* Begin *

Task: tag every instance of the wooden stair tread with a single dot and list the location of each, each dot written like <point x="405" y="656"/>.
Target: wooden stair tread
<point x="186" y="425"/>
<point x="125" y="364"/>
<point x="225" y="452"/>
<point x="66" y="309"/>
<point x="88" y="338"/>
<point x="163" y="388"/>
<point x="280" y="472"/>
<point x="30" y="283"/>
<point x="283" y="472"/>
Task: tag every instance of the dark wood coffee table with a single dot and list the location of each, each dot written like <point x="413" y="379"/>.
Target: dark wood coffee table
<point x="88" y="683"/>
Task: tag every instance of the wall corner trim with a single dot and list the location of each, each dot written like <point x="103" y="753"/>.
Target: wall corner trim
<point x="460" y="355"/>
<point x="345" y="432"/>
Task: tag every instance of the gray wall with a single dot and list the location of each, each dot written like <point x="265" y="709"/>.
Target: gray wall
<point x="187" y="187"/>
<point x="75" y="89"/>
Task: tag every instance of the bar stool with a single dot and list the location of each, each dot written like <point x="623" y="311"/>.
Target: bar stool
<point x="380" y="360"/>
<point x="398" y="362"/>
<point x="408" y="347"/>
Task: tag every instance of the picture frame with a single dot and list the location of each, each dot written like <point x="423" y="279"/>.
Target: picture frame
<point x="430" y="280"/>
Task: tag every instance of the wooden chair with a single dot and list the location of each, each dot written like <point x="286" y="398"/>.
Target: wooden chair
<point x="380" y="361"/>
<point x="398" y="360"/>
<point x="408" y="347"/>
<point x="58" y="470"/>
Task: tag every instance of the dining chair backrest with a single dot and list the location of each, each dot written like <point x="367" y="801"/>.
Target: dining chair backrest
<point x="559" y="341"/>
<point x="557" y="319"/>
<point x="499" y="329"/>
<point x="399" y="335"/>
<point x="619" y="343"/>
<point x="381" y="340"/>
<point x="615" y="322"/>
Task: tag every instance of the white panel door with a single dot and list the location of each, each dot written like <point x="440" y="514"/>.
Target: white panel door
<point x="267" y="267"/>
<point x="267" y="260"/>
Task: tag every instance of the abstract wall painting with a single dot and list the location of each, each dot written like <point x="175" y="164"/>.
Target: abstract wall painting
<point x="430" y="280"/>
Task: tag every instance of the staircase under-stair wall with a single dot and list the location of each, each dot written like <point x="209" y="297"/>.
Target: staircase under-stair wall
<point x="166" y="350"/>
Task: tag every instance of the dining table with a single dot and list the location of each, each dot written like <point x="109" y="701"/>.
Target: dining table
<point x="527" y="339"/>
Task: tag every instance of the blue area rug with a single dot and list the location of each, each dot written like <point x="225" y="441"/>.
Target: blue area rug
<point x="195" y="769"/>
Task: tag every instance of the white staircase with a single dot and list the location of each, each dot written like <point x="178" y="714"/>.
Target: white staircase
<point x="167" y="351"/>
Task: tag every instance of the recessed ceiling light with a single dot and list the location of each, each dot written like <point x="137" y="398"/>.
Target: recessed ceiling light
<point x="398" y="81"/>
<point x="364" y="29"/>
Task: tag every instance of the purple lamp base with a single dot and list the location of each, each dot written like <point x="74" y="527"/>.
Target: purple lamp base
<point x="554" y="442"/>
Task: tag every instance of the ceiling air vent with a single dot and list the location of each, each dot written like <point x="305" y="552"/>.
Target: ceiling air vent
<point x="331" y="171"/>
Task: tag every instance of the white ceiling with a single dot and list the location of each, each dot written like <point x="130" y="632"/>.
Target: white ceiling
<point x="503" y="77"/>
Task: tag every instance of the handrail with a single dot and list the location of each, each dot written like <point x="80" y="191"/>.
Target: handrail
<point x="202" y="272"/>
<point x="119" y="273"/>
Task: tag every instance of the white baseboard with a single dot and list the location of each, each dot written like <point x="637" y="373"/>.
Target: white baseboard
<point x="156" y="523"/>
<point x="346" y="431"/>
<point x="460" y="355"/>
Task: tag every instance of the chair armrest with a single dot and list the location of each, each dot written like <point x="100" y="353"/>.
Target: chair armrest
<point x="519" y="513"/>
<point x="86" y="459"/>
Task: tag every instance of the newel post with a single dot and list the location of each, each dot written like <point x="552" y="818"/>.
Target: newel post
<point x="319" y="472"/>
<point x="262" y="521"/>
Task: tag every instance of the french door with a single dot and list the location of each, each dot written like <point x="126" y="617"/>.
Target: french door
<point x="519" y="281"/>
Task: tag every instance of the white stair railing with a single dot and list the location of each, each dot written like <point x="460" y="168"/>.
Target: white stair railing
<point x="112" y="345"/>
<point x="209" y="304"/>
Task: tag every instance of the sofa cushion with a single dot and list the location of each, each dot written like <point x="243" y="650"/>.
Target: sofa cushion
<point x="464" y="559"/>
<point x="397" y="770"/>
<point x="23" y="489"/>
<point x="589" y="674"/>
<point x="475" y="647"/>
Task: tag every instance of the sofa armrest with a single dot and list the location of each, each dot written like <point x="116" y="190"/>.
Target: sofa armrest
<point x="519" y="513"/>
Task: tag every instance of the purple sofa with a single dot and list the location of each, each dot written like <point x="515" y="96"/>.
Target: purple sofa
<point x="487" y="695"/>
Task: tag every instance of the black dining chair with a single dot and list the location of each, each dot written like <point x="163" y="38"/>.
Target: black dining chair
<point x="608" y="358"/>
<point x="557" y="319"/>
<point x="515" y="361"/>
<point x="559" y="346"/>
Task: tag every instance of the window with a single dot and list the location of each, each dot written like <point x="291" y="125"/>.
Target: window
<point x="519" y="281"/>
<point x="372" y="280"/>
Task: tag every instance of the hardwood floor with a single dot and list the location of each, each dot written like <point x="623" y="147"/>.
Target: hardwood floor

* End *

» **To do**:
Starting at the line with "Task: tag every instance of the black", copy every line up to and including the last one in the entries above.

» **Task response**:
Task: tag every instance of the black dining chair with a single dot and list the location of each, each dot written like <point x="163" y="38"/>.
Target: black dining chair
<point x="608" y="358"/>
<point x="557" y="319"/>
<point x="515" y="361"/>
<point x="559" y="346"/>
Task: tag every instance of the window with a single dot and list the location of each, each dot written like <point x="291" y="125"/>.
Target: window
<point x="519" y="281"/>
<point x="372" y="280"/>
Task: tag every instance of the hardwood floor with a single dot and list the location of each, each dot written like <point x="623" y="147"/>.
Target: hardwood floor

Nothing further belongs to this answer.